* **WHAT IS REQUIRED**:
Could you copy, word for word, only the lines from the one containing "Where can you find the window?" through the last line of the records below, both included?

* **SOURCE DATA**:
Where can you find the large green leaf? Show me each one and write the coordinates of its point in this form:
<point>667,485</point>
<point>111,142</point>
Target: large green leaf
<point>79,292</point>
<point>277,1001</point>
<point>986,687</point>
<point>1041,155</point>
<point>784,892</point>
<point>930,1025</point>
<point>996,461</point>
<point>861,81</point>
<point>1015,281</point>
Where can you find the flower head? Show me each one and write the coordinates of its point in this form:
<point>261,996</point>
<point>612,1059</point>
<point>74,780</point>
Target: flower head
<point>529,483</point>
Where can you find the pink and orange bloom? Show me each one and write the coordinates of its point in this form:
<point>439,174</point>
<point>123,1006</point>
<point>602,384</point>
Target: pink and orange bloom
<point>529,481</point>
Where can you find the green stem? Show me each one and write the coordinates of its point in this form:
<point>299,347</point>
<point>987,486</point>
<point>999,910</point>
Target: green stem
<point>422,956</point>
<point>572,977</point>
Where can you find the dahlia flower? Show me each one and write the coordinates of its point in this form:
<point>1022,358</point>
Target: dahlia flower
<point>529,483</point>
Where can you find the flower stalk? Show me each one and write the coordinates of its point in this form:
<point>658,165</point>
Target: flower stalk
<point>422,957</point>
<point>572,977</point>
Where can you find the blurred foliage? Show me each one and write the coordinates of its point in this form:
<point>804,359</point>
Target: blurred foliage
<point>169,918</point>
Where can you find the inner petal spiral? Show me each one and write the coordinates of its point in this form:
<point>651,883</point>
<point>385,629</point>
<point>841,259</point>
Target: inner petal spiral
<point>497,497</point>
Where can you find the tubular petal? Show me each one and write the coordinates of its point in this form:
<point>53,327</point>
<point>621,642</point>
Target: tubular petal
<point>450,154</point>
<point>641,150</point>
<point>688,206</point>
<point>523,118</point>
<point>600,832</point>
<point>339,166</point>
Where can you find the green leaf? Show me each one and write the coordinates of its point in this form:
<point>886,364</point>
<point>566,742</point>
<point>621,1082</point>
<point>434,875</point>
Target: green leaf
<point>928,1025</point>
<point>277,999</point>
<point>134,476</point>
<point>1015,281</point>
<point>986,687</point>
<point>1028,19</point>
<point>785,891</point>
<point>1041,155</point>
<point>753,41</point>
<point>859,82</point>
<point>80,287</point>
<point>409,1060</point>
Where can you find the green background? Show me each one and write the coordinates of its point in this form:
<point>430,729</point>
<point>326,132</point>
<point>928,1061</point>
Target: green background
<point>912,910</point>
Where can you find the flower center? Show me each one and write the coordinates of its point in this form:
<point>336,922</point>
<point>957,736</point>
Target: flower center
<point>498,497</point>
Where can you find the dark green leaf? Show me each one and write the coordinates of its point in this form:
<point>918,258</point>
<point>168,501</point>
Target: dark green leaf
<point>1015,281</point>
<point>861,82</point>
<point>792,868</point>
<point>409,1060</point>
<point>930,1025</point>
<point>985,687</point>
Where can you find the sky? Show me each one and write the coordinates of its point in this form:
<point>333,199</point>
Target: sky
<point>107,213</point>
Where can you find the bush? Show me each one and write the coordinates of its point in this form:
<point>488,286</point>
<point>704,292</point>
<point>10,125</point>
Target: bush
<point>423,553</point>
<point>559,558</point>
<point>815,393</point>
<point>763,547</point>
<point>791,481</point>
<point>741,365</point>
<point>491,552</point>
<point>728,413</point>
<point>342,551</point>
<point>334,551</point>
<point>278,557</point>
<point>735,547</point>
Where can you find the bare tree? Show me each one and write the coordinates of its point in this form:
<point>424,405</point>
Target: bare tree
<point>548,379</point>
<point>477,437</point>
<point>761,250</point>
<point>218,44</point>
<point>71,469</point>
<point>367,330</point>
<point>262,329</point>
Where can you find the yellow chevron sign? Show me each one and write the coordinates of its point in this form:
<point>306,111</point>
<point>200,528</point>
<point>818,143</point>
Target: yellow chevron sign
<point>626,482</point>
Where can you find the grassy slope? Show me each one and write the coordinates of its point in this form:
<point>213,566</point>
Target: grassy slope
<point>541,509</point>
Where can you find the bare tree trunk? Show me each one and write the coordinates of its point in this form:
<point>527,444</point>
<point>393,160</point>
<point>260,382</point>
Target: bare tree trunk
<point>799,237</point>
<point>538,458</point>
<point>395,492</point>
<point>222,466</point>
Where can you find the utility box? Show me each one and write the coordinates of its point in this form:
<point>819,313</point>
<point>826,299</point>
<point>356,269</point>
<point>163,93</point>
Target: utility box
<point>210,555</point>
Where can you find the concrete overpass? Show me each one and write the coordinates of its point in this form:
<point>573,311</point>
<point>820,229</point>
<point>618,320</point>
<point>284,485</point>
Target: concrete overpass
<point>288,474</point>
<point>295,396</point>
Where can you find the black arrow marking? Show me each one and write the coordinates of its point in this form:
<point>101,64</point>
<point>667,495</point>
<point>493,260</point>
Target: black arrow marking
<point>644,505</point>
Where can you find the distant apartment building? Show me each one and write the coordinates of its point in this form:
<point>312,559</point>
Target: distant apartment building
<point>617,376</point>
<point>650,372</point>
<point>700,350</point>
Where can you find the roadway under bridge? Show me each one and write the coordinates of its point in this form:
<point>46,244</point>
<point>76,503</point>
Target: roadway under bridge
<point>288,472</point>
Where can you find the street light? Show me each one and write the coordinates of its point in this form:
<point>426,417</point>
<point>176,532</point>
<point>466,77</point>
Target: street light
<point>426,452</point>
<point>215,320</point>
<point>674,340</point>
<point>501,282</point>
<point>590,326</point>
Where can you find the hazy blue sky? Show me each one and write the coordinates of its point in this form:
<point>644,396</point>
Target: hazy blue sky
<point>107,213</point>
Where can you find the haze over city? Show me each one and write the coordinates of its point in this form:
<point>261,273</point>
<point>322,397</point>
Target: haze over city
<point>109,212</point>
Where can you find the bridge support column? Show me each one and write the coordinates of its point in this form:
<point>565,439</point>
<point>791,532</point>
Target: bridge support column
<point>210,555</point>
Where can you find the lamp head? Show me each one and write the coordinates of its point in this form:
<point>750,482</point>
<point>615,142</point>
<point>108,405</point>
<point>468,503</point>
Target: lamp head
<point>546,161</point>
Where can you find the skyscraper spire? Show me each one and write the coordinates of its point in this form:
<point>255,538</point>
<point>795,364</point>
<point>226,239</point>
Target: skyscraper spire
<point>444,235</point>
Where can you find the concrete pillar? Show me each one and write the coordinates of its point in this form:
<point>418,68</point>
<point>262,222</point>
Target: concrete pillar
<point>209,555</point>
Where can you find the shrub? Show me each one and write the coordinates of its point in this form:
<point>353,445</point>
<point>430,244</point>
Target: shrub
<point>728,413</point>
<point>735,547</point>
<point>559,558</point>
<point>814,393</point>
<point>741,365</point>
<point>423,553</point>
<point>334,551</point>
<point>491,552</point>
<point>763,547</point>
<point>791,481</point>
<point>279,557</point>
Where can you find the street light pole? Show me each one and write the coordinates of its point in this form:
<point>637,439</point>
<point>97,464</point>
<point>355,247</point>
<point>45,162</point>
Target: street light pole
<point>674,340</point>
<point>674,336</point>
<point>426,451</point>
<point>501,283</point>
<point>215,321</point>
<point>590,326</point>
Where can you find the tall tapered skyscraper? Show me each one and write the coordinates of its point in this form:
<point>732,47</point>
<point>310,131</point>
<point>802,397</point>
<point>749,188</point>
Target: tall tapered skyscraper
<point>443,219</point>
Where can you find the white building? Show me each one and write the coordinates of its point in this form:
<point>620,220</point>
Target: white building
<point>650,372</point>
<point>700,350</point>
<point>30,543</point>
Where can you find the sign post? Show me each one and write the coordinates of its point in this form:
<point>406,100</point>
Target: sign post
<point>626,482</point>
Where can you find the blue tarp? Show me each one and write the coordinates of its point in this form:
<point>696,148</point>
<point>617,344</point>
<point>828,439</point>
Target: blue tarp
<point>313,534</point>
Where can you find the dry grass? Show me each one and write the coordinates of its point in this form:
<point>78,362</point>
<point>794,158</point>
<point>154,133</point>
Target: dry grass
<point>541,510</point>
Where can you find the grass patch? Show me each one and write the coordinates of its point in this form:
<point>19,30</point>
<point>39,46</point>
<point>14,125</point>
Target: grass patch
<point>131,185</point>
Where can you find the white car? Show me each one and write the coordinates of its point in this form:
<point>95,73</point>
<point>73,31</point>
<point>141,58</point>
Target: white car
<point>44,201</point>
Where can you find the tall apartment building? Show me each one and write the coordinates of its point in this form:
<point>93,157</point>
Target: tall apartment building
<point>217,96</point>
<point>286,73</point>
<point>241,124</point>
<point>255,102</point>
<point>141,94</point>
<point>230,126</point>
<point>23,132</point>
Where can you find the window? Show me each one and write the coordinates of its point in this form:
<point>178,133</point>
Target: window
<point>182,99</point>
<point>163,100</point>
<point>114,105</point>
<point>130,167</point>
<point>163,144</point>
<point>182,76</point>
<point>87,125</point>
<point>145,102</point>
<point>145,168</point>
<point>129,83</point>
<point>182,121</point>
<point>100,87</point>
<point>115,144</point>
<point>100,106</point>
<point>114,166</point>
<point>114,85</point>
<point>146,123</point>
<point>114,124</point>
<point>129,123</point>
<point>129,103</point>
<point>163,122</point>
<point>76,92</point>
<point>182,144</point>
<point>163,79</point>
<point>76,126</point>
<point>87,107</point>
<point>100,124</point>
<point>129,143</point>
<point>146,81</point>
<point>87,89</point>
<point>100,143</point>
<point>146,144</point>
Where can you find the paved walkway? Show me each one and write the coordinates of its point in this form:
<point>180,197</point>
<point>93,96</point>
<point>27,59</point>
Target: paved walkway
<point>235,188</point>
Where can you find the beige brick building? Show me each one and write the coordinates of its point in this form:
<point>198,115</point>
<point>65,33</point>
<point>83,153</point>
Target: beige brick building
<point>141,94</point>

* **ANSWER TO THIS TASK**:
Where can you find the window? Show me each one and write the coordinates of its point in this form:
<point>178,133</point>
Target: window
<point>182,99</point>
<point>163,100</point>
<point>114,105</point>
<point>130,167</point>
<point>163,144</point>
<point>182,76</point>
<point>87,125</point>
<point>145,102</point>
<point>145,168</point>
<point>129,83</point>
<point>182,121</point>
<point>100,87</point>
<point>115,144</point>
<point>100,106</point>
<point>114,166</point>
<point>114,85</point>
<point>146,123</point>
<point>114,124</point>
<point>129,123</point>
<point>129,103</point>
<point>163,122</point>
<point>76,92</point>
<point>182,144</point>
<point>163,79</point>
<point>76,126</point>
<point>87,107</point>
<point>100,124</point>
<point>129,143</point>
<point>146,81</point>
<point>87,89</point>
<point>100,143</point>
<point>146,144</point>
Where can you find the paved walkway? Show me each one and write the coordinates of its point in this form:
<point>180,197</point>
<point>93,96</point>
<point>27,59</point>
Target: paved walkway
<point>235,188</point>
Where can you find the beige brick building? Show me each one and write the coordinates of its point in this form:
<point>198,115</point>
<point>65,33</point>
<point>83,153</point>
Target: beige brick building
<point>141,94</point>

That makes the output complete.